◆ **WHAT TO WORK ON**
Repeat the listing exactly. Any picture in it should be left out of the copy.

◆ **DATA FOR THE TASK**
#####
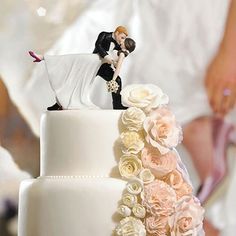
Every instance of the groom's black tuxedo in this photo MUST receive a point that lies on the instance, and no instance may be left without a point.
(105, 71)
(103, 43)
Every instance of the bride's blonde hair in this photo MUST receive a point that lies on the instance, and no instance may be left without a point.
(121, 29)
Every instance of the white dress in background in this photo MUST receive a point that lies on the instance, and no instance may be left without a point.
(73, 79)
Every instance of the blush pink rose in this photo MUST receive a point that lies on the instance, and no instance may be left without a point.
(158, 198)
(160, 165)
(157, 226)
(162, 130)
(187, 218)
(176, 181)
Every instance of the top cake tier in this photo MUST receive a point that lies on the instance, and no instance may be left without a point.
(79, 143)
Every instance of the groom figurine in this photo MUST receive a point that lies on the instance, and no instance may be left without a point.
(103, 44)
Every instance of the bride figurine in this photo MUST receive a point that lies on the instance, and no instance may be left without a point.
(72, 76)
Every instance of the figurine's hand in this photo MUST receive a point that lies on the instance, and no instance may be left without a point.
(114, 64)
(108, 59)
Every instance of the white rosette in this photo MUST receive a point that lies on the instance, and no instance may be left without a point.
(133, 118)
(144, 96)
(134, 186)
(130, 226)
(129, 166)
(139, 211)
(129, 199)
(146, 176)
(124, 210)
(132, 142)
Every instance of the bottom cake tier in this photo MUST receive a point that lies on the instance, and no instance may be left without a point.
(69, 206)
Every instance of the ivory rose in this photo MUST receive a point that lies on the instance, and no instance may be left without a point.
(144, 96)
(139, 211)
(124, 210)
(162, 130)
(129, 199)
(159, 165)
(130, 226)
(176, 181)
(187, 218)
(157, 225)
(158, 198)
(132, 142)
(133, 118)
(129, 166)
(134, 186)
(146, 176)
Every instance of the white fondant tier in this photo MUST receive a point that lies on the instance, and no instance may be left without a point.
(80, 142)
(59, 206)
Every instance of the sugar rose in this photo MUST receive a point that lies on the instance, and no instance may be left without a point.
(130, 226)
(157, 225)
(187, 218)
(129, 199)
(129, 166)
(132, 142)
(176, 181)
(146, 176)
(159, 198)
(124, 210)
(133, 118)
(144, 96)
(162, 130)
(139, 211)
(160, 165)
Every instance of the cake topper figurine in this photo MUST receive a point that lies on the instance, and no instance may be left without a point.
(71, 76)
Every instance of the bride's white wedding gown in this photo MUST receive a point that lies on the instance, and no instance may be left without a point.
(74, 82)
(175, 42)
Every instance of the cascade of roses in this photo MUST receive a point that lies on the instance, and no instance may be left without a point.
(157, 200)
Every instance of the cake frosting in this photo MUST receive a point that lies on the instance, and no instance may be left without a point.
(111, 172)
(78, 191)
#####
◆ **ANSWER SECTION**
Every instance of the groom's black tuxedo in this photo MUST receive a point that lies on the instance, and no instance may be left without a point.
(105, 71)
(103, 43)
Every instance of the bride's blonde hair in this photo MUST receive a point that lies on the instance, and no instance may be left without a point.
(121, 29)
Every instance of the white dress in background in this photo MUST receive a point that lies on the instance, and no instance may be left without a point.
(73, 79)
Every instance of the blush pink rose in this photo MUST receive a point that lies on the instance, and no instance may be left without a point.
(158, 198)
(160, 165)
(157, 226)
(162, 130)
(187, 218)
(176, 181)
Every instance of the top cake tier in this photo MUST receive a point that lies on the instance, and no instance may be left without a point.
(79, 143)
Every instance of the groom figurine in this photo MUST receive a point that lies on the instance, and no instance may be left without a point.
(103, 44)
Every instance of the bride figurine in this photo MUST receive a point that lies on the instance, and no instance may be left without a point.
(72, 76)
Every instance of the figurine's hand in this photo MUST receive a point that lies on the instance, and no instance may be left without a point.
(114, 64)
(108, 59)
Every instance of the white rosette in this photo MUST receive a point that lies on the instance, and no instance may be left without a point.
(133, 118)
(144, 96)
(134, 186)
(130, 226)
(129, 166)
(139, 211)
(129, 199)
(146, 176)
(124, 210)
(132, 142)
Every instance of the bottom cake tier in this photo MUST receive a point that lies on the instance, and no instance may be left without a point.
(69, 206)
Every instance of the ivory rose in this photo MUST receive a point that lies on the instance, and no instance may be left without a point.
(144, 96)
(139, 211)
(124, 210)
(162, 130)
(129, 199)
(159, 165)
(130, 226)
(176, 181)
(187, 218)
(157, 225)
(158, 198)
(132, 142)
(133, 118)
(129, 166)
(134, 186)
(146, 176)
Every instance of the white fondant tier in this photo MUST receive a point that lies on the instance, and no instance may be left without a point.
(80, 142)
(59, 206)
Every instance of the sugar rose in this photo MUST receive a point that lies on the instance, and no instance may be left without a point.
(130, 226)
(157, 225)
(187, 218)
(129, 199)
(129, 166)
(132, 142)
(176, 181)
(146, 176)
(159, 198)
(124, 210)
(133, 118)
(144, 96)
(162, 130)
(139, 211)
(160, 165)
Every instance of the cake topper figurine in this photo MUST receive a point that lies on the instance, and no instance may be left without a point.
(71, 76)
Every instance of the bride's white wedding gown in this photo MUST receive a point that lies on the instance, and no instance may be left without a point.
(74, 82)
(175, 42)
Every instance of the cascade of roses in this photo MUST receive a point that lies on the instance, and no instance may be left without a point.
(157, 200)
Every instance of the cake frosting in this photo MUST receive a point that lies on the instance, and no instance may be left without a point.
(111, 172)
(78, 191)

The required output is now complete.